─── TESTO IN ESAME ───

Si legge nella motivazione del premio: “L'opera di Edgar Reitz costituisce la preziosa testimonianza di un intellettuale che ha saputo conciliare il Mito e la Storia all’altezza di un rapsodico racconto corale reinventando il linguaggio filmico, attraverso uno sguardo poetico e civile, epico e lirico, capace di incrociare la complessità della realtà sociale con un’appassionata cronaca familiare. Con questo premio speciale e unico vogliamo omaggiare il magistero di questo grande autore del cinema europeo e allo stesso tempo celebrare la nostra storia”.

Per scoprire meglio l’opera di Reitz, la parola a Giovanni Spagnoletti, critico e grande studioso del nuovo cinema tedesco: “Venezia significa molto per Reitz: vi debuttò giovane autore nel 1967 con Tavola dell’amore, tornò con Heimat e nel 2013 ha presentato qui il suo ultimo lavoro, L’altra Heimat. Heimat è il film che chiude la storia del nuovo cinema tedesco, iniziata nel 1962 e idealmente finita con la morte di Rainer Werner Fassbender. Heimat rappresentò una forma nuova per l’epoca e che adesso è il pane corrente dell’audiovisivo: segnò il passaggio dal film inteso come racconto breve all’epica delle serie e del romanzo tolstojano. Con la sua suddivisione in puntate diventò un appuntamento settimanale che formò una comunità: il pubblico si riuniva per godere di un’esperienza che non aveva precedenti. 

Spesso la parola maestro viene usata a sproposito: lui lo è davvero. Ha iniziato con Alexander Kluge un cammino che ha permesso di ripensare un modo di fare il cinema lontano da quello tradizionale”. “Per me è un grandissimo onore ricevere questo premio – afferma Reitz – che celebra un percorso. E mi piace che avvenga a Venezia, dove quasi tutti i film miei sono stati presentati: nel novantesimo anniversario della Biennale ci troviamo a celebrare anche un pezzo di storia del festival. Ho attraversato molte edizioni, conosciuto molti direttori, ho partecipato alla storica edizione del 1968: più che un premio è uno sguardo in campo lungo sulla mia vita e sul mio lavoro”.


E la stessa Biennale, nella persona del presidente Roberto Cicutto, omaggia il regista: “È una bellissima sorpresa ritrovare Reitz: nella mia vita precedente di produttore e distributore anni ottenemmo un grande successo in sala con Heimat 2”. E coglie l’occasione per regalare al maestro il volume che Gian Piero Brunetta ha scritto per ricostruire la storia della Mostra del Cinema. Non è l’unico libro presente in questa cerimonia: Reitz ha presentato in anteprima l’autobiografia che ha scritto durante la pandemia, che Spagnoletti definisce “monumentale, da considerare la quarta parte di Heimat”.

“Può nascere l’impressione che io abbia fatto un unico, lunghissimo film – spiega Reitz – ma in verità ho semplicemente raggruppato in un solo film ciò che avrei potuto raccontare in quaranta film. Infatti, se si guarda bene, ci sono molte differenze stilistiche tra i vari episodi. Però conta il racconto: i francesi della Nouvelle Vague sostenevano che fare cinema è una forma di scrittura che avviene con la cinepresa. Allora, sì, queste settecento pagine possono essere viste come Heimat 4”. E Heimat 2 è pronto a conquistare un nuovo pubblico: a partire dal 15 settembre fino a Natale, alla Casa del Cinema a Roma, torna in sala un’opera che ha cambiato il paradigma del cinema europeo.

───

# [COMPITI RICHIESTI]
a. Riporta senza alcuna modifica il testo in esame, da "Per scoprire meglio" giù fino a "non aveva precedenti.".
b. Riassumi in due frasi il testo su Edgar Reitz.
Si faccia riferimento unicamente al testo in esame.

─── INFORMAZIONI RIPORTATE ───

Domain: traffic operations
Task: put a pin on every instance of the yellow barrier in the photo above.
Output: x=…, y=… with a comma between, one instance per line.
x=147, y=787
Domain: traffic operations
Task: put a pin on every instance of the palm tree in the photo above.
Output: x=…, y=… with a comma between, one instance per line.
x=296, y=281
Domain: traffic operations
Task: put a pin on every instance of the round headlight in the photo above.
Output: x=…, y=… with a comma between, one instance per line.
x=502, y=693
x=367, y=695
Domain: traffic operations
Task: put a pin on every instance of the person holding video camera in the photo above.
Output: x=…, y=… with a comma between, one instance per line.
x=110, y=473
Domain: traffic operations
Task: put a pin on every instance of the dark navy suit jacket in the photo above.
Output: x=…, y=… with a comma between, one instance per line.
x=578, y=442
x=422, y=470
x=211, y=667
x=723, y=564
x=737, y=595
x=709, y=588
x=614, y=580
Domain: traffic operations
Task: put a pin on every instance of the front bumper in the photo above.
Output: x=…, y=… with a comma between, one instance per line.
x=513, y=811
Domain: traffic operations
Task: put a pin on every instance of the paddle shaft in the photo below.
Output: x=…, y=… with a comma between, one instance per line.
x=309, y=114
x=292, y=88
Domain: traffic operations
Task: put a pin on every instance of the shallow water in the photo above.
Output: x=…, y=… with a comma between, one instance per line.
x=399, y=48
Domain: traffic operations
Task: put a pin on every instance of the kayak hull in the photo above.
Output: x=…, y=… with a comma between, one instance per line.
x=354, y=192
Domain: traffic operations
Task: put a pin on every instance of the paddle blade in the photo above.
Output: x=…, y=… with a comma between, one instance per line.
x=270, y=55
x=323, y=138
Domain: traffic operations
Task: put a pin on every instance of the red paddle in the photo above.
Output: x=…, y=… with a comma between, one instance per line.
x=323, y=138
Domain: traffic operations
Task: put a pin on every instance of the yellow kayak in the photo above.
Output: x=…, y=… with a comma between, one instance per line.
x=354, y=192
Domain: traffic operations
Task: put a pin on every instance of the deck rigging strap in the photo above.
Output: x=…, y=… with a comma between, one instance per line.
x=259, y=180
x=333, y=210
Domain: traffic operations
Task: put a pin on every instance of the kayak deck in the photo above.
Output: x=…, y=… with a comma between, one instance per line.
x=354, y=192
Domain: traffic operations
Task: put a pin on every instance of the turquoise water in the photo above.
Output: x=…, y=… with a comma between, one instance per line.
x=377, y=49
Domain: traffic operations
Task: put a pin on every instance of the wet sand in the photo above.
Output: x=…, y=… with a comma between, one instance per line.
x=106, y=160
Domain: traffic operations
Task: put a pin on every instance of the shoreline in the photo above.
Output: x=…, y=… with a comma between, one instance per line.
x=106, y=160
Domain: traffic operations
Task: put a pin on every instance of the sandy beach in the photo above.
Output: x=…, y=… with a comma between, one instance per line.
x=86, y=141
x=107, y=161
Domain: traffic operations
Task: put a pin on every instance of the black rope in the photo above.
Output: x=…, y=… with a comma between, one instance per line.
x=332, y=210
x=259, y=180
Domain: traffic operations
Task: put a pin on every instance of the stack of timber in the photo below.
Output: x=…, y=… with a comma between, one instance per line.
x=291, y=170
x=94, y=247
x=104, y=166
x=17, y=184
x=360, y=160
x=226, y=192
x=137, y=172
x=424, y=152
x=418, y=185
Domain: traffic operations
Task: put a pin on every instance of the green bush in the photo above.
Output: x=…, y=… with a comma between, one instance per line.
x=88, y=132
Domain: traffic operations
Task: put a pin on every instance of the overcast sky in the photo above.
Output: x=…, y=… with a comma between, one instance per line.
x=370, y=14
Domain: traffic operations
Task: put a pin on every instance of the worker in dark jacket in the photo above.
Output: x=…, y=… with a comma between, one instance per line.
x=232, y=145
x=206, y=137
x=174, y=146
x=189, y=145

───

# [RISULTATI DEI COMPITI]
a.
Per scoprire meglio l’opera di Reitz, la parola a Giovanni Spagnoletti, critico e grande studioso del nuovo cinema tedesco: “Venezia significa molto per Reitz: vi debuttò giovane autore nel 1967 con Tavola dell’amore, tornò con Heimat e nel 2013 ha presentato qui il suo ultimo lavoro, L’altra Heimat. Heimat è il film che chiude la storia del nuovo cinema tedesco, iniziata nel 1962 e idealmente finita con la morte di Rainer Werner Fassbender. Heimat rappresentò una forma nuova per l’epoca e che adesso è il pane corrente dell’audiovisivo: segnò il passaggio dal film inteso come racconto breve all’epica delle serie e del romanzo tolstojano. Con la sua suddivisione in puntate diventò un appuntamento settimanale che formò una comunità: il pubblico si riuniva per godere di un’esperienza che non aveva precedenti.

b. A Venezia Edgar Reitz riceve un premio speciale che ne omaggia l'opera, e il critico Giovanni Spagnoletti ricorda che Heimat segnò il passaggio dal film come racconto breve all'epica delle serie. Durante la cerimonia Reitz presenta in anteprima l'autobiografia scritta durante la pandemia, mentre Heimat 2 torna in sala alla Casa del Cinema di Roma dal 15 settembre fino a Natale.